━━━━━ PROVIDED MATERIAL ━━━━━

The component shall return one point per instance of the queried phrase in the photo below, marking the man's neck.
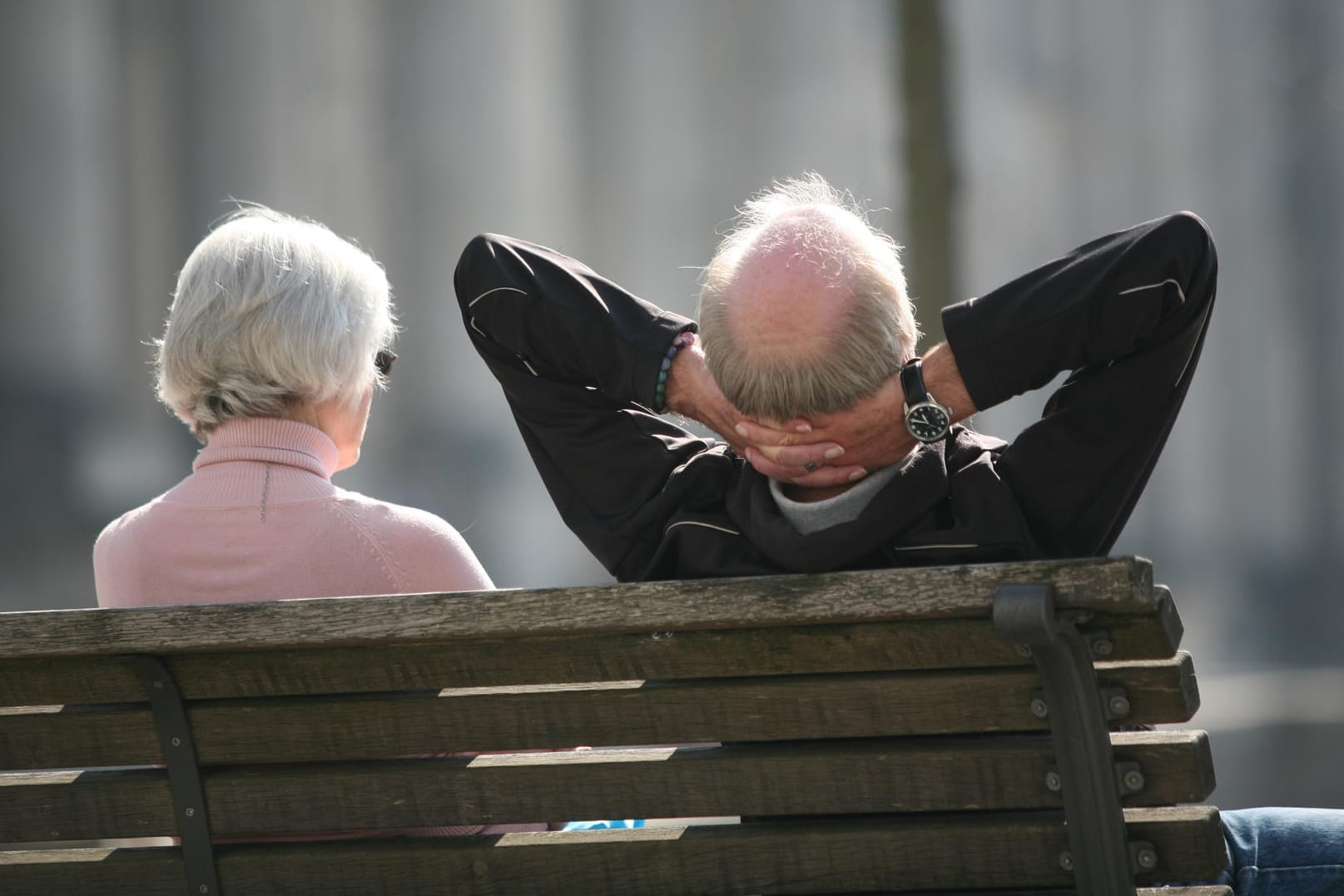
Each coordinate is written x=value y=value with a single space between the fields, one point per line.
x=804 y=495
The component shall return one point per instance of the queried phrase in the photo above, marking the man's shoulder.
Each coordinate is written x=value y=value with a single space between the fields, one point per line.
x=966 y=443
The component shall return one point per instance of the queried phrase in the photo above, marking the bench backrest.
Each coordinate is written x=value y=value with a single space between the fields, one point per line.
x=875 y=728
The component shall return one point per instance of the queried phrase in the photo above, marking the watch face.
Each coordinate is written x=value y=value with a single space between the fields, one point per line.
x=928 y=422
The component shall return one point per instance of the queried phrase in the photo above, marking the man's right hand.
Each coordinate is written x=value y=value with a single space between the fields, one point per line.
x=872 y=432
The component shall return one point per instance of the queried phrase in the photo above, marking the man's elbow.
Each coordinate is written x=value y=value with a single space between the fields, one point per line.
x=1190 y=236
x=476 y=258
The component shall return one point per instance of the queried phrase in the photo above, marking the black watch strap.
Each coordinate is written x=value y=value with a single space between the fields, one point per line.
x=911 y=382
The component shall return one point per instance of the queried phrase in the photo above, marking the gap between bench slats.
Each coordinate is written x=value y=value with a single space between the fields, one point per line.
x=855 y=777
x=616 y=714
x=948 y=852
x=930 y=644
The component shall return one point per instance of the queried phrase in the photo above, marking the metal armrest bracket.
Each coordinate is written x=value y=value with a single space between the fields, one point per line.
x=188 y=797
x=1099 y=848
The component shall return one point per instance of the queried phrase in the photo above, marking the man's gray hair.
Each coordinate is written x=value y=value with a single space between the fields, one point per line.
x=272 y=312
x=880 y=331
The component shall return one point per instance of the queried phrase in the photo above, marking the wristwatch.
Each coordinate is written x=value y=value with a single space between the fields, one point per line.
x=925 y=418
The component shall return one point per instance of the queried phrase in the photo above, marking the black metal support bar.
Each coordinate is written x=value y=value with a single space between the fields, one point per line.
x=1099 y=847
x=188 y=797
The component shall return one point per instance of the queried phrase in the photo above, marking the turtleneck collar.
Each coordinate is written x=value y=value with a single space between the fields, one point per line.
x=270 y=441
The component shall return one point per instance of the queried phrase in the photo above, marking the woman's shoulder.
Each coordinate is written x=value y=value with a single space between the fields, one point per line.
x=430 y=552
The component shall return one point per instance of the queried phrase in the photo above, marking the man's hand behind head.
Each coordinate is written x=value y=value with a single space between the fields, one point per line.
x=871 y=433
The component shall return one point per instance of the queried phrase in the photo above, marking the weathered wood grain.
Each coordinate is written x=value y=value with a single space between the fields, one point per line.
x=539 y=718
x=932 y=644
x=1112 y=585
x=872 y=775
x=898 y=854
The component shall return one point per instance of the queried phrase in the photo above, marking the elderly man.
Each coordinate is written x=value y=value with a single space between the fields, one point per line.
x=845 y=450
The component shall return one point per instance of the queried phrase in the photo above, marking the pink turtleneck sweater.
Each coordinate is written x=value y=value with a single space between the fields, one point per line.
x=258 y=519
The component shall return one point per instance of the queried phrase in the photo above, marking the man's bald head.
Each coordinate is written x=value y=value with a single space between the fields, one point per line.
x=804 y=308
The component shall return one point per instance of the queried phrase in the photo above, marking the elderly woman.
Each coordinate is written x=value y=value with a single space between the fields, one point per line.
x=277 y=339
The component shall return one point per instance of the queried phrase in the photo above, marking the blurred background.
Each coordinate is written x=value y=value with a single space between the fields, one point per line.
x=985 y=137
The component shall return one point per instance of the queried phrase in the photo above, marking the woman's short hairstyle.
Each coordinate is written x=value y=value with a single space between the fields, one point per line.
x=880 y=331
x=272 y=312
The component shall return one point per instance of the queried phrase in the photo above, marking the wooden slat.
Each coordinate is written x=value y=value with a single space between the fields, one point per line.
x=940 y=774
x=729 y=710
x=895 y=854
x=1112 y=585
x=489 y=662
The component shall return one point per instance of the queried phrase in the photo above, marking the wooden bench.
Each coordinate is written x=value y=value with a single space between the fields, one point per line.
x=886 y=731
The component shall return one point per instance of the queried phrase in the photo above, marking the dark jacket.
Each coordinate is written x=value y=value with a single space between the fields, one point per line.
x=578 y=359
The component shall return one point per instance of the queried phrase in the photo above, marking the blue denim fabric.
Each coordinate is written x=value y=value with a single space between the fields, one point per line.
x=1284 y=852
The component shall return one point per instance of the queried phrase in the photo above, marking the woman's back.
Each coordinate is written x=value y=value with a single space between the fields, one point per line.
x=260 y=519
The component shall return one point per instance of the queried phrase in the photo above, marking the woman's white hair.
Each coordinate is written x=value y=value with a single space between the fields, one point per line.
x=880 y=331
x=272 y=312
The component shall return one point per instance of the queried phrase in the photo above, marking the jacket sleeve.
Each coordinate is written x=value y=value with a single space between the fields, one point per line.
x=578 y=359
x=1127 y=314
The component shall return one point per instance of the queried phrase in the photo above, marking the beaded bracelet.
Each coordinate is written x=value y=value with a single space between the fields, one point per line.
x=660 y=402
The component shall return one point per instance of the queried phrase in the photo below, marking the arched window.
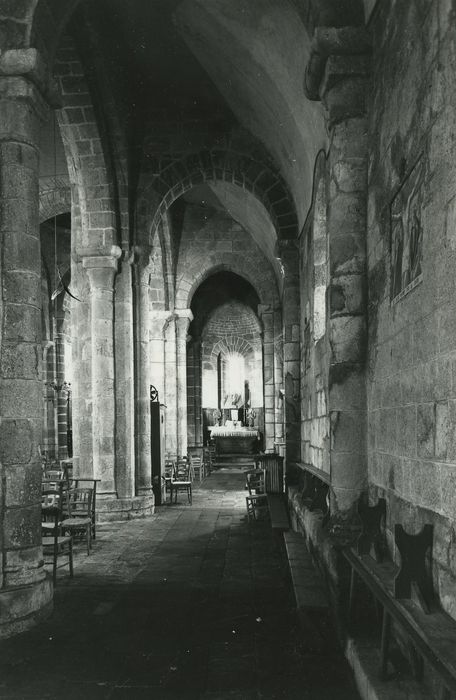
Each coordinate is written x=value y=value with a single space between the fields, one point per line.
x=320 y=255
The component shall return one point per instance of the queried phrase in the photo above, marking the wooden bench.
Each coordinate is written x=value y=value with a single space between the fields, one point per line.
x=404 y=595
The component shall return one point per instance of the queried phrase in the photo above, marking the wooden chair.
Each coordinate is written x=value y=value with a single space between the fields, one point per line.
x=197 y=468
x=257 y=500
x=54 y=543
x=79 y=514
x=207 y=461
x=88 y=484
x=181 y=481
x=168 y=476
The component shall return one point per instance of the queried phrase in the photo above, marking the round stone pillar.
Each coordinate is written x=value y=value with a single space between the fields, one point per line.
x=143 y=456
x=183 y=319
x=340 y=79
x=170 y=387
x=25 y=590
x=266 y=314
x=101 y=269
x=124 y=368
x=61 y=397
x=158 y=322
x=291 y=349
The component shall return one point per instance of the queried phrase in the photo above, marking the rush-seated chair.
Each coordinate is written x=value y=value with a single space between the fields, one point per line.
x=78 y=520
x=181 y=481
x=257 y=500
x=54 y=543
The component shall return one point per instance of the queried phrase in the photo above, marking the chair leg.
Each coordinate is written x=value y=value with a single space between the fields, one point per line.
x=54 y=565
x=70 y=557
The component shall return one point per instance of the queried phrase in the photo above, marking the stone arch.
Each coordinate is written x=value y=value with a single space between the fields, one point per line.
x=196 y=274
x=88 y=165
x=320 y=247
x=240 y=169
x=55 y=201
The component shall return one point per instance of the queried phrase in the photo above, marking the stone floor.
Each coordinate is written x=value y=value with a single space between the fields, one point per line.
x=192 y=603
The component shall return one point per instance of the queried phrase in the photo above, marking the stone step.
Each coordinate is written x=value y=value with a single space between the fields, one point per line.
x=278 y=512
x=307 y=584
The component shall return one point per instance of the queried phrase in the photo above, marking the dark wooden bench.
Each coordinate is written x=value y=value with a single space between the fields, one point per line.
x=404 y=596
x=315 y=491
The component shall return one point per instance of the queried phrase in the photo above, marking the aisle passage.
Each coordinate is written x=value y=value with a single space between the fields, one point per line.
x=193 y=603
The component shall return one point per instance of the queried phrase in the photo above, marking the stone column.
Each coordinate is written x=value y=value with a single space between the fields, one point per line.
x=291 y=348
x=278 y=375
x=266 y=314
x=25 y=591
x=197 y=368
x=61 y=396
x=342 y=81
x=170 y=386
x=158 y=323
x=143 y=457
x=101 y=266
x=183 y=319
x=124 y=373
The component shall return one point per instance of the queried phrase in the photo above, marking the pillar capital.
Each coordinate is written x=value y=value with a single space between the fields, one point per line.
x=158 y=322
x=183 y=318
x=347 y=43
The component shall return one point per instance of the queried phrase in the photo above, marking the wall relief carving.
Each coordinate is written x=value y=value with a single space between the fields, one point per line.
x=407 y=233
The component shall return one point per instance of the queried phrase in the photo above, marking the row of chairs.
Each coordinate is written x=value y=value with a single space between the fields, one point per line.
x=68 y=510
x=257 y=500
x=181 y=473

━━━━━

GOAL OF THE EXERCISE
All lines from the line containing "the aisle passage." through the end of the listing above are to be duplicated exactly; include both ends and nothing further.

TASK RESULT
The component shall return one point per instance of the queried phrase in the photo above, marking the aisle passage.
Each coordinate is written x=value y=value with a single space between the fields, one point per line.
x=193 y=603
The component shall return one point per instance of the queried phrase in the photo above, marking the stone column.
Each coordinate is written x=value y=value with a single space between the fields, one point per line.
x=291 y=348
x=278 y=375
x=266 y=314
x=25 y=591
x=197 y=368
x=61 y=396
x=342 y=81
x=170 y=386
x=158 y=323
x=143 y=457
x=101 y=266
x=183 y=319
x=124 y=373
The component shall return one point per instance of the queried phrase in the photo above, marking the pillar capital.
Each coordinate is written x=value y=value with a single space between the fields, one point per line.
x=158 y=322
x=183 y=318
x=347 y=43
The component shall return one point per instance of the queried phrase in the photo above, marking the wall relief carving.
Each coordinate is written x=value y=value with a single space between the fields, one point per line.
x=407 y=233
The component shall return one point per instance of the queried phrase in the photo above, marking the row of chairs.
Each coordinate is written x=value y=value with a single space between the fields, one point per line.
x=68 y=510
x=257 y=500
x=181 y=473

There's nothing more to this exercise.